Goal A: Render the dataset rows from the line containing "Each instance of the vertical fence" through the end of the rows as a Markdown table with two columns, Number and Line. Number each line, and leave out blank lines.
Goal B: Continue the blog post about the early-morning encounter outside the parents' house from where it stops.

Document:
Right Place, Wrong Set of Circumstances

Blog Post / Thursday, April 12th, 2018

One early morning my husband and I drove ourselves over to my parent’s house. It was September, and we were preparing to go out of town to celebrate my 30th birthday. We were tired and had our jackets and hats on. We were sitting in our car around 3:30 in the morning when a suspicious car slowly passed by our car. (You see, we were waiting for my parents to open their door so we could go inside to sit before they dropped us off at the airport.)

As we glanced over at the car passing by us, we noticed that there were two white men in the front seats. We instantly became nervous by the situation.

What made matters worse is that after the car passed us, the men put their car in reverse and pulled up next to us. They proceeded to get out of the car and rushed towards our car. It happened so quickly……we noticed that they were mid-aged men with bald heads (so, of course, our minds went straight to white supremacists because of their overall look/vibe.) They flashed lights in our car, we couldn’t even see their faces and they began shouting out questions that we couldn’t even answer as quickly as they were firing off.

To be honest, the only thing that stopped this entire encounter from going any further is when my father came outside and I said “Daddy.”

The men jumped back in their car and sped off.

There was no apology, no explanation no form of communication to give us a better understanding of why things happened as they did.

Afterward, I went inside and cried because I didn’t understand why we experienced what we went through. We prayed and were then dropped off at the airport to start my birthday weekend.

I say all this to explain how quickly a situation can be misconstrued.

The police didn’t identify themselves, they saw two black people sitting in their car outside of a house. (Little did we know that our look was similar to the descriptions of a male and female, who were robbing people at gunpoint in the area and we didn’t find this out until later. My mom called the police station as we headed to the airport to report what happened. That’s when it was known that they were cops… until that point they were just random individuals who we had a horrible encounter with.)

We didn’t do anything wrong, we were in the right place but under the wrong set of circumstances.

Dataset rows:
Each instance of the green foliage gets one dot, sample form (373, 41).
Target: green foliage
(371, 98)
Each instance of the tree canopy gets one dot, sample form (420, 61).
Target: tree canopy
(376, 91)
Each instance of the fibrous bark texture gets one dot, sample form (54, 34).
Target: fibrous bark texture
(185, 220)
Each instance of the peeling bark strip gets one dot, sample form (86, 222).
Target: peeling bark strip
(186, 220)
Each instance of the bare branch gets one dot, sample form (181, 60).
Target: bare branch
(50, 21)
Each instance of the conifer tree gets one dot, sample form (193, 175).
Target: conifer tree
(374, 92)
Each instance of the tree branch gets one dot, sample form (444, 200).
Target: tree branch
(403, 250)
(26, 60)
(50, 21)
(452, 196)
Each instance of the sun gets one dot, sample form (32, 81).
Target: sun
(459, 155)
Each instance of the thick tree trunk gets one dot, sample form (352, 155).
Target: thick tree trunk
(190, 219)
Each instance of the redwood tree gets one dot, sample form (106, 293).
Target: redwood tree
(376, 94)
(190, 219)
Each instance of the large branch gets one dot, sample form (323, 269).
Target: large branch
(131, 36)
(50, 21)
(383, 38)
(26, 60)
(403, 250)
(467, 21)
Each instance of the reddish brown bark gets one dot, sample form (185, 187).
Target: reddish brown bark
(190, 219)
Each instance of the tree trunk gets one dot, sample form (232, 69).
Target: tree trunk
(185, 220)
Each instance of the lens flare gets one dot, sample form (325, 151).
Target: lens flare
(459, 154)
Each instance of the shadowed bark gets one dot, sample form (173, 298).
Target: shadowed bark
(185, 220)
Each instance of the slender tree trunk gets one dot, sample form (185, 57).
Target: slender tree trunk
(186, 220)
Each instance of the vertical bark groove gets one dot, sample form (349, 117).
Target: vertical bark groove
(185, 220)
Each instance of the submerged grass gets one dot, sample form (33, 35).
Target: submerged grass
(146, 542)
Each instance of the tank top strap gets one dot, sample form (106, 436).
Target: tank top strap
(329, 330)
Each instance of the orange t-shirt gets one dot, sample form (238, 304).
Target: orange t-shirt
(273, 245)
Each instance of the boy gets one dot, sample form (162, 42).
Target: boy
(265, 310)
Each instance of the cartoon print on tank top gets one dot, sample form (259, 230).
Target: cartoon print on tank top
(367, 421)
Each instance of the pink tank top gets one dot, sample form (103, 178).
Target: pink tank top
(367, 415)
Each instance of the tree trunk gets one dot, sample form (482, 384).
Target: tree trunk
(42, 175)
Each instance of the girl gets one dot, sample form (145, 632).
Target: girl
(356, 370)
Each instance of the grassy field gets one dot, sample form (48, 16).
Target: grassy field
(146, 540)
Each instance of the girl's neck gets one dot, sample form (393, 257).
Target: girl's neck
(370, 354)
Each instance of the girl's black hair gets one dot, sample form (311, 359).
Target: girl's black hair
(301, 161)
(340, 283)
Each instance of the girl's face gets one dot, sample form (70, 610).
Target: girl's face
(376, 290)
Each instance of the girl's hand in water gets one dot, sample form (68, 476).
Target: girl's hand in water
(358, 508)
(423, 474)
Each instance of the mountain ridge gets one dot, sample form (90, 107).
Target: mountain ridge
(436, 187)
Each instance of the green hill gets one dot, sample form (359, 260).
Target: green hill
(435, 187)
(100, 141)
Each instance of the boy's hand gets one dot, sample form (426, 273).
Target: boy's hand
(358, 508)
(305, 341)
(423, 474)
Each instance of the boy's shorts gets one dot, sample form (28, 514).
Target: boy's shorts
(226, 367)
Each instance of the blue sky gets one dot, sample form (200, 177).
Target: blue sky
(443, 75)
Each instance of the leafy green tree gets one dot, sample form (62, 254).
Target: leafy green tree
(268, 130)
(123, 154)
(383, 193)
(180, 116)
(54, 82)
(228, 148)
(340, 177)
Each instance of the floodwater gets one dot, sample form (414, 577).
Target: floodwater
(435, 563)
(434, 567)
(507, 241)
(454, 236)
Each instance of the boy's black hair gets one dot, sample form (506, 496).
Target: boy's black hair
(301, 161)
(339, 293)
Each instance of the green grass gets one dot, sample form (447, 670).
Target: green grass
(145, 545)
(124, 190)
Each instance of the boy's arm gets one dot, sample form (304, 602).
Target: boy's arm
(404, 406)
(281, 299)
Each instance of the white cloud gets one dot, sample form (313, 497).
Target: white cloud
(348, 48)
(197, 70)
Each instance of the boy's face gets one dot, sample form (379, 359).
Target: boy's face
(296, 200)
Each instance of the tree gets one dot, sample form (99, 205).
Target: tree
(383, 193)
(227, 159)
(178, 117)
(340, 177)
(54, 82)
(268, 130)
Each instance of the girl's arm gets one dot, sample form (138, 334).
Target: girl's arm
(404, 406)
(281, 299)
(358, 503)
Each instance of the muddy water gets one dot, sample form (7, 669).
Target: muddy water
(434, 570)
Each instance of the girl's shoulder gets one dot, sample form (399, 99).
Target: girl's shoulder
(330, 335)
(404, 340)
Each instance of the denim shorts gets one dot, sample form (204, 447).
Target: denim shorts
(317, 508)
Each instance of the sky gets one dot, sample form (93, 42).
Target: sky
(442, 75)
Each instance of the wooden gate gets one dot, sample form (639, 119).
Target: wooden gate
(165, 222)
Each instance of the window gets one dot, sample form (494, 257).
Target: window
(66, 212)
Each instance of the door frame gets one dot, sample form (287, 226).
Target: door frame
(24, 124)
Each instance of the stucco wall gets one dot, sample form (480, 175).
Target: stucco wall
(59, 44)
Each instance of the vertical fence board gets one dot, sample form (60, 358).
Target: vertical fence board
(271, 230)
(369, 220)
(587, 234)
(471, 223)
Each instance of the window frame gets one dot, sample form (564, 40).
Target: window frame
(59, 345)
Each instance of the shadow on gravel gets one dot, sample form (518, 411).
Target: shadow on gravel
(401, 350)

Reply A:
| Number | Line |
|---|---|
| 1 | Each instance of the vertical fence board gets one dot, sample form (60, 358). |
| 2 | Target: vertical fence board |
| 3 | (271, 230) |
| 4 | (369, 220) |
| 5 | (587, 234) |
| 6 | (471, 223) |
| 7 | Each instance of the window frame gets one dot, sample form (564, 40). |
| 8 | Target: window frame |
| 9 | (59, 345) |
| 10 | Each instance of the shadow on gravel gets one dot, sample form (518, 411). |
| 11 | Target: shadow on gravel |
| 12 | (401, 350) |

Reply B:
Here we are, two Christians placed in this situation and could’ve gotten harmed because we matched a description. We weren’t violent, we just looked suspicious enough for the police to force this encounter into happening.

The attitude of the cops is what hurt the most, not particularly what they did. Yes, it was both scary and alarming but we instantly understood why they did what they did once it was explained further. However, how they responded to their actions, in this case, was to not offer an apology.

In their perspective it wasn’t necessary….. but really, it was.

They could’ve chosen to explain away this problem but they chose to instead drive away without any concern for us as human beings and this is an example of how many people within the African American community feel. There are many Americans who have experienced similar and obviously worst situations where the police act upon impulse and impact those who have interactions with them in a very traumatizing way. There is already a painful past that is connected and will forever be a stain upon our humanity, one that dehumanized us and made us to be inferior to others but to continue in ways that the memories of the past cannot be forgotten is what keeps bringing us back to our ungodly beginnings. So there is distrust because some of the officer’s intentions are not recognized to be good.

How can it be if it ends up with the murder of another individual?

How can it be if there is an aggression that promotes no further communication then the sound of their own voice? Their presence should be one of strength and dignity rather than reminders of a corrupt past.

(Within the African American community, a lot of times we give you back what you put out to us…. if you’re nice and pleasant, respectful then you’ll get that back in return but if you’re nasty, disrespectful, sharp you will also get that back as a mirror and reflection of what you put out, and many people may not be aware of that. Even the Bible speaks of treating others the way you would like to be treated, and this definitely has to go both ways.)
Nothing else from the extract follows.